> [THE PROBLEM] Leave out all pictures while repeating the records exactly and completely.

> [DATA SECTION]

━━━━

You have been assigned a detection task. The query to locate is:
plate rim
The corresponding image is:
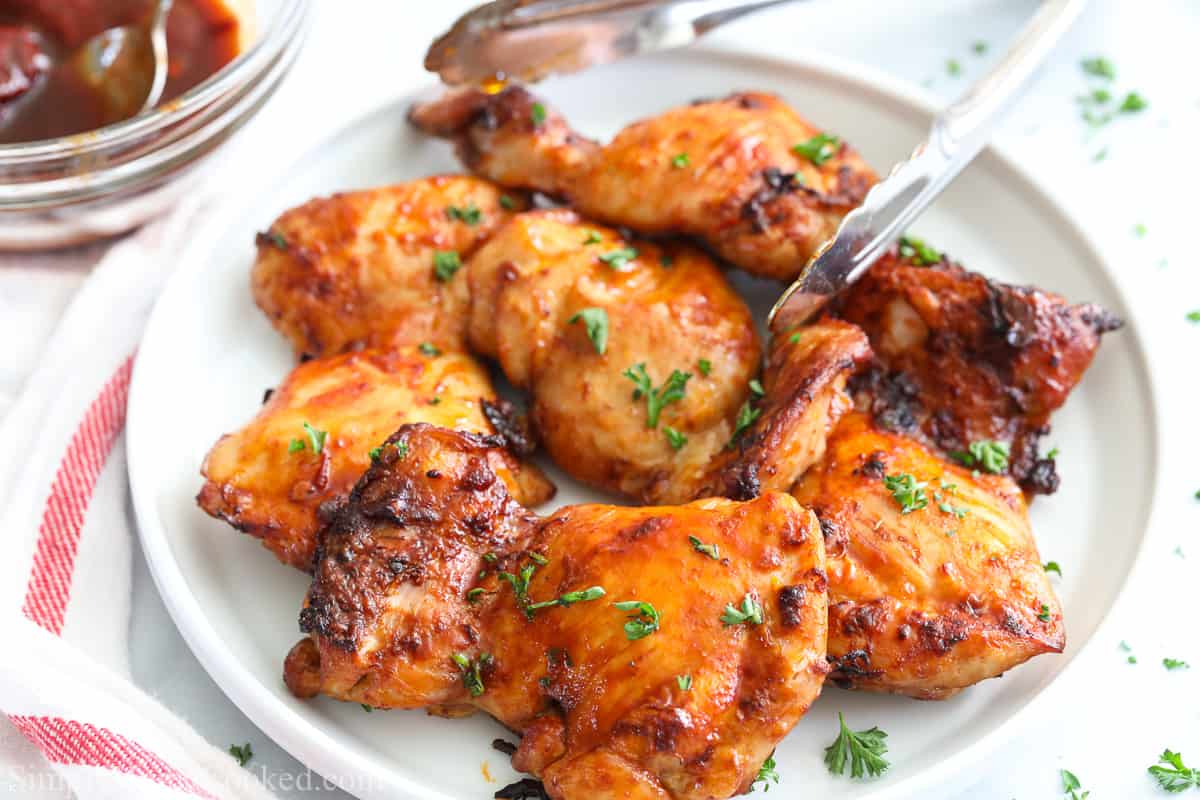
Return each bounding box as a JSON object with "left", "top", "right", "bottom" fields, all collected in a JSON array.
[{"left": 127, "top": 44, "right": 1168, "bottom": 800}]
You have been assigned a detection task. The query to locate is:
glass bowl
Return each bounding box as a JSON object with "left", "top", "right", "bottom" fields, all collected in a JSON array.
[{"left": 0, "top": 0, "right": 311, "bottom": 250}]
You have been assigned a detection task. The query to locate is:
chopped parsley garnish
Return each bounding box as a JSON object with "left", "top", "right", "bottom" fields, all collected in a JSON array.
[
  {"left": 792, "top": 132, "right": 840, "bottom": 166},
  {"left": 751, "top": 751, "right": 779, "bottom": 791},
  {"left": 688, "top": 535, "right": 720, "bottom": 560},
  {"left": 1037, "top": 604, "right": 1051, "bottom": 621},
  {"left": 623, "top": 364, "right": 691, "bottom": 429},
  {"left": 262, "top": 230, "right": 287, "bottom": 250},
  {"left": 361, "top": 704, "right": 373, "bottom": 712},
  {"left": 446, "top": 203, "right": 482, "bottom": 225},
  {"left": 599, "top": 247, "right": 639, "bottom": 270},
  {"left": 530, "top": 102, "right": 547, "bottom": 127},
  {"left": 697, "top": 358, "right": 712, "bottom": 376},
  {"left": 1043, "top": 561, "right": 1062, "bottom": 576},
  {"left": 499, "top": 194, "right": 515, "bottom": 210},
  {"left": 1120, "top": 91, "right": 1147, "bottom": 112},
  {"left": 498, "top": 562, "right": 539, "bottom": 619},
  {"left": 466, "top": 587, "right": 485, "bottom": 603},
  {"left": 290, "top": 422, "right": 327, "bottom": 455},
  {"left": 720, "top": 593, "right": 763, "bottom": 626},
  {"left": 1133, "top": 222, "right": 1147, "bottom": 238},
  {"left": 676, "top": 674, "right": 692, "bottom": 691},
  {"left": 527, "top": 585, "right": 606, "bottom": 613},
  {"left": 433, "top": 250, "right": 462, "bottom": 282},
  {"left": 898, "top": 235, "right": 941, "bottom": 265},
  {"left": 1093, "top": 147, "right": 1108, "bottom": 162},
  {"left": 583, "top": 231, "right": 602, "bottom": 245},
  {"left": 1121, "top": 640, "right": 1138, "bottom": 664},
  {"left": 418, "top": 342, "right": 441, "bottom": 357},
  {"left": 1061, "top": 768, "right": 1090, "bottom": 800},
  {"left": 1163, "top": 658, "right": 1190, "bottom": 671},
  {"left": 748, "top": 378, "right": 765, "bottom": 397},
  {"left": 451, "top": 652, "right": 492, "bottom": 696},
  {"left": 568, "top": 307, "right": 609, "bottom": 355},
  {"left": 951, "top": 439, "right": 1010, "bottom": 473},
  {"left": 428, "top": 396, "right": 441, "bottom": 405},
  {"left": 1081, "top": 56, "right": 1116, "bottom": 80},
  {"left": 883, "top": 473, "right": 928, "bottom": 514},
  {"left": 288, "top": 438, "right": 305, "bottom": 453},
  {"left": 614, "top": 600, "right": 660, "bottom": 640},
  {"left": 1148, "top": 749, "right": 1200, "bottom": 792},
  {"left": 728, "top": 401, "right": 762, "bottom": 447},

━━━━

> [ANSWER FOR THE TASK]
You have been assigned a detection task. The query to locate is:
plate rim
The corresponding image is:
Return each bounding box as a JSON object with "left", "top", "right", "bottom" fields, all collected in a JSON array.
[{"left": 127, "top": 44, "right": 1168, "bottom": 800}]
You have been assigned a detection task. The query to locate is:
glass bowl
Return each bounding box as a JSON object with "left", "top", "right", "bottom" fields, all collected in a JSON array.
[{"left": 0, "top": 0, "right": 311, "bottom": 250}]
You have been assigned a detection task. The query to locate is:
chopped parsley garnish
Return each bounding box as a JSON object with "left", "top", "right", "bottom" fields, all collected in a JSON array.
[
  {"left": 792, "top": 132, "right": 840, "bottom": 166},
  {"left": 751, "top": 751, "right": 779, "bottom": 791},
  {"left": 688, "top": 535, "right": 720, "bottom": 560},
  {"left": 1037, "top": 604, "right": 1051, "bottom": 621},
  {"left": 623, "top": 364, "right": 691, "bottom": 429},
  {"left": 262, "top": 230, "right": 287, "bottom": 250},
  {"left": 361, "top": 704, "right": 373, "bottom": 712},
  {"left": 446, "top": 203, "right": 482, "bottom": 225},
  {"left": 599, "top": 247, "right": 639, "bottom": 270},
  {"left": 530, "top": 102, "right": 547, "bottom": 127},
  {"left": 697, "top": 358, "right": 712, "bottom": 376},
  {"left": 1043, "top": 561, "right": 1062, "bottom": 576},
  {"left": 499, "top": 194, "right": 515, "bottom": 210},
  {"left": 1120, "top": 91, "right": 1147, "bottom": 112},
  {"left": 498, "top": 562, "right": 539, "bottom": 619},
  {"left": 466, "top": 587, "right": 485, "bottom": 603},
  {"left": 290, "top": 422, "right": 327, "bottom": 455},
  {"left": 720, "top": 593, "right": 763, "bottom": 626},
  {"left": 1133, "top": 222, "right": 1147, "bottom": 238},
  {"left": 676, "top": 674, "right": 692, "bottom": 691},
  {"left": 527, "top": 585, "right": 606, "bottom": 613},
  {"left": 433, "top": 250, "right": 462, "bottom": 282},
  {"left": 898, "top": 235, "right": 941, "bottom": 265},
  {"left": 1093, "top": 147, "right": 1108, "bottom": 162},
  {"left": 583, "top": 231, "right": 602, "bottom": 245},
  {"left": 1121, "top": 640, "right": 1138, "bottom": 664},
  {"left": 418, "top": 342, "right": 441, "bottom": 357},
  {"left": 1061, "top": 768, "right": 1090, "bottom": 800},
  {"left": 1163, "top": 658, "right": 1190, "bottom": 671},
  {"left": 748, "top": 378, "right": 765, "bottom": 397},
  {"left": 451, "top": 652, "right": 492, "bottom": 696},
  {"left": 568, "top": 307, "right": 609, "bottom": 355},
  {"left": 951, "top": 439, "right": 1010, "bottom": 473},
  {"left": 428, "top": 396, "right": 441, "bottom": 405},
  {"left": 1081, "top": 56, "right": 1116, "bottom": 80},
  {"left": 883, "top": 473, "right": 928, "bottom": 514},
  {"left": 288, "top": 438, "right": 305, "bottom": 453},
  {"left": 614, "top": 600, "right": 660, "bottom": 640},
  {"left": 1148, "top": 749, "right": 1200, "bottom": 792},
  {"left": 728, "top": 401, "right": 762, "bottom": 447},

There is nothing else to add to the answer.